[Source records]
#####

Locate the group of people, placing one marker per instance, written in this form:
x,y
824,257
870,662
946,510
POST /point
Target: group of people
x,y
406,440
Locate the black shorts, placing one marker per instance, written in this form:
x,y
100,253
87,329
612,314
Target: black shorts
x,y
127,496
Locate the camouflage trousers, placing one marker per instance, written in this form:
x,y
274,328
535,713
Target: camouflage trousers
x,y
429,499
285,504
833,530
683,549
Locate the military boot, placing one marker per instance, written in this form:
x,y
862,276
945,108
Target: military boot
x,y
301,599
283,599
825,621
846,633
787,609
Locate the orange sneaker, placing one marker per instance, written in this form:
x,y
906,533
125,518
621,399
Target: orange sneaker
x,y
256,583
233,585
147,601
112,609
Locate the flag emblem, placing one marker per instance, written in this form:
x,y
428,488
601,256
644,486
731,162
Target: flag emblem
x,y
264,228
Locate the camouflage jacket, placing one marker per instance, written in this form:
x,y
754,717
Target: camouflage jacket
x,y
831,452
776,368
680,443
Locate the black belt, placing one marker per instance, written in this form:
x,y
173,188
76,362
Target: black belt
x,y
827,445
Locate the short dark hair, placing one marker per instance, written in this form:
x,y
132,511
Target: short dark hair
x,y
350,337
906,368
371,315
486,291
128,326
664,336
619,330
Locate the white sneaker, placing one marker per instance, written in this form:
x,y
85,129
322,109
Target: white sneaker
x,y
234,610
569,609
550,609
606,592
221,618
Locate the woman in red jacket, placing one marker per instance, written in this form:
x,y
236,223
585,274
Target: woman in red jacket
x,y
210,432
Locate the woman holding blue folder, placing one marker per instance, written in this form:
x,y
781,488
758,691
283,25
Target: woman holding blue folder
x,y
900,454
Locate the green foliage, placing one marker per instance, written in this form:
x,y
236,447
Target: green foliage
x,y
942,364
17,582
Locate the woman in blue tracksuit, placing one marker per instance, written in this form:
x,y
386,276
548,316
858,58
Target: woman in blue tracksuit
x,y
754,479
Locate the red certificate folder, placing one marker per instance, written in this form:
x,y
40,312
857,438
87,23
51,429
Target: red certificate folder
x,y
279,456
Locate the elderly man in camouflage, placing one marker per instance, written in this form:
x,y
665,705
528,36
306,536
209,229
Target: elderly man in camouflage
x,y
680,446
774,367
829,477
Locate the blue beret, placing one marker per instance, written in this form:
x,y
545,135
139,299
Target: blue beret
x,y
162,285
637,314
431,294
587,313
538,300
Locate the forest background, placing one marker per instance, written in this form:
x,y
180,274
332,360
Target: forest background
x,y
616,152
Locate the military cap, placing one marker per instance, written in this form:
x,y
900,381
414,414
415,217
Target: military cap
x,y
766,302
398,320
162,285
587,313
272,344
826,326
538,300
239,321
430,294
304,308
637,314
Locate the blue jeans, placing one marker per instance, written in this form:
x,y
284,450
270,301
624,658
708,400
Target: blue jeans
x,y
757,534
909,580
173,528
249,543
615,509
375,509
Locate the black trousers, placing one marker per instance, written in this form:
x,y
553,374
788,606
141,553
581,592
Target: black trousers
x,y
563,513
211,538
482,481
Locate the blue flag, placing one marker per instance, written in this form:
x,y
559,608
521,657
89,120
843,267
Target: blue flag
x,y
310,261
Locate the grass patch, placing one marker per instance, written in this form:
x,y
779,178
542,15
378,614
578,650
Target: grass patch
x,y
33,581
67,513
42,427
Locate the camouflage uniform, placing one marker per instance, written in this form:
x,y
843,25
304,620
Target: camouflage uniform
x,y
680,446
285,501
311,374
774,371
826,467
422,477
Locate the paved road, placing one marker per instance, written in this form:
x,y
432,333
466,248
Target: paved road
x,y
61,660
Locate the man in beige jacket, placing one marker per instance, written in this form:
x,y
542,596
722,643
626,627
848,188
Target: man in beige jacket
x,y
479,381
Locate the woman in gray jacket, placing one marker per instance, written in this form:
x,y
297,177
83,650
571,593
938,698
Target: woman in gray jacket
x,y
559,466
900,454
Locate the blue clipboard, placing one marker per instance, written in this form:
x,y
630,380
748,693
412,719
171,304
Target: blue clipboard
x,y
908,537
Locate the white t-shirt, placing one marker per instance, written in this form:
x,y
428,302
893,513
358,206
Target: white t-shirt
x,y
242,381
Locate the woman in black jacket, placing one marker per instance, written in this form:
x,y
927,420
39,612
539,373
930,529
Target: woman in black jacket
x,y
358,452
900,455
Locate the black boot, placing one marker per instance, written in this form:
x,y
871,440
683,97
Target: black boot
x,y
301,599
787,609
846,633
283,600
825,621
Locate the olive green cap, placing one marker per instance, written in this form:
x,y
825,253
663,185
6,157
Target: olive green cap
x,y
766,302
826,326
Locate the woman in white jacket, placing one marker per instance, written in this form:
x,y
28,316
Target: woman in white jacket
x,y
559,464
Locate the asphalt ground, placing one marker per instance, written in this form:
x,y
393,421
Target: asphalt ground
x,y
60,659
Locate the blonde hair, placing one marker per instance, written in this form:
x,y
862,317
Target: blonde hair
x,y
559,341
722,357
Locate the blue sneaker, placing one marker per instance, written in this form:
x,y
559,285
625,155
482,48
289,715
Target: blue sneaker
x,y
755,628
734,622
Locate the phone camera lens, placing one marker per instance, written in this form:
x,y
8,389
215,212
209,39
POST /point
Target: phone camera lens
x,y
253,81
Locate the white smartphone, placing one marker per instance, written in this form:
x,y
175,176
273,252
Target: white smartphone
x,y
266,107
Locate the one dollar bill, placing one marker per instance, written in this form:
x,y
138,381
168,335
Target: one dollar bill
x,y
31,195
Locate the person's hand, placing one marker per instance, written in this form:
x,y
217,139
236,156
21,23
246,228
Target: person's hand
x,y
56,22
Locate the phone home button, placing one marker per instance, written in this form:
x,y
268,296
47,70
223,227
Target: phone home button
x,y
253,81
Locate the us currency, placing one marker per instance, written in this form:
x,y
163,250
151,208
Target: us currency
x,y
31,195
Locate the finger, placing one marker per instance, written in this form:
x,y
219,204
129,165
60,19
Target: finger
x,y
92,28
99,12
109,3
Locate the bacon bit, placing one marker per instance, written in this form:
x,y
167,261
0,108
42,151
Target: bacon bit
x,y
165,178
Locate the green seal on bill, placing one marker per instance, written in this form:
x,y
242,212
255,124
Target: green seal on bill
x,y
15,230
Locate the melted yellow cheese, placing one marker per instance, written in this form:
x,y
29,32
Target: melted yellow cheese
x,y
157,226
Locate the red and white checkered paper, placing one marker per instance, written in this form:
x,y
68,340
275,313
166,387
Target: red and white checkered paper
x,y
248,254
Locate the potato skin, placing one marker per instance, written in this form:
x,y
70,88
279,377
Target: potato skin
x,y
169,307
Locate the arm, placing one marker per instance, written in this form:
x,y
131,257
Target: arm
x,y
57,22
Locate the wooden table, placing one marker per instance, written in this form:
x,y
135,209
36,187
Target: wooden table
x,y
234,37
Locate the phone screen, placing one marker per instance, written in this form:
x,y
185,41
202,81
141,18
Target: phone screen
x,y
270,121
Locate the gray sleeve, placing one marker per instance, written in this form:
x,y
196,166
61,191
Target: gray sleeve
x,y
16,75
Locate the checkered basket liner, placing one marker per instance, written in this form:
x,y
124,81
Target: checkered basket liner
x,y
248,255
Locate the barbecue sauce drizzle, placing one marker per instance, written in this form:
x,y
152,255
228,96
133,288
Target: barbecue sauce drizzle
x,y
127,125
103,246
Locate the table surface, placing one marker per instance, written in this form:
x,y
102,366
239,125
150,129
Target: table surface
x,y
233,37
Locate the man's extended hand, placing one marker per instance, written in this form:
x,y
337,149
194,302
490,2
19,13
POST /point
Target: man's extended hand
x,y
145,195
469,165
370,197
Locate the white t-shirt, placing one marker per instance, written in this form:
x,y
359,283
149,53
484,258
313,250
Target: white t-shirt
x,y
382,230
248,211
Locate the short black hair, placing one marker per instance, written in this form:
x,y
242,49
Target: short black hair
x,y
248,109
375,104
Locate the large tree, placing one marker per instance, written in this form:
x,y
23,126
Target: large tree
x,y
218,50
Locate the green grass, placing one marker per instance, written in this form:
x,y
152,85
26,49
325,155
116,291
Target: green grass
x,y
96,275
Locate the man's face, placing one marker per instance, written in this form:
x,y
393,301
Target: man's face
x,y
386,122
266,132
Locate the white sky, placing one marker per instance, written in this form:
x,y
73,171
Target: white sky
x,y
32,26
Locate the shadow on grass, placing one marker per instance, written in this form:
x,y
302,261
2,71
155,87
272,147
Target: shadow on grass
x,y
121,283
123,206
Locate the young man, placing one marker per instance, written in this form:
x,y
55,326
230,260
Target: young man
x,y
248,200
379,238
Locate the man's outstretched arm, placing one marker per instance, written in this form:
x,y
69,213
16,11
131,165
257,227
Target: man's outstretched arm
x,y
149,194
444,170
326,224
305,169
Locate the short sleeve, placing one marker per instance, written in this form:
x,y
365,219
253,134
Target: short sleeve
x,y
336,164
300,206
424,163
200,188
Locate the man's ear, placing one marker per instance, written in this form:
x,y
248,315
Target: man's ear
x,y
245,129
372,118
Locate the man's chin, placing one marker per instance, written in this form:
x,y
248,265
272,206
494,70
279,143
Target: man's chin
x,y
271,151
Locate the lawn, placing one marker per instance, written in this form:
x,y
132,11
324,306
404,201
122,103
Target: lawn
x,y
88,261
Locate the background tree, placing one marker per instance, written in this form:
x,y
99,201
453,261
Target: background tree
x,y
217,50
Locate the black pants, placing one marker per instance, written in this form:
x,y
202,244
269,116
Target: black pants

#####

## [PROBLEM]
Each line above holding the string "pants" counts once; please report the total and nothing more.

## [ANSWER]
2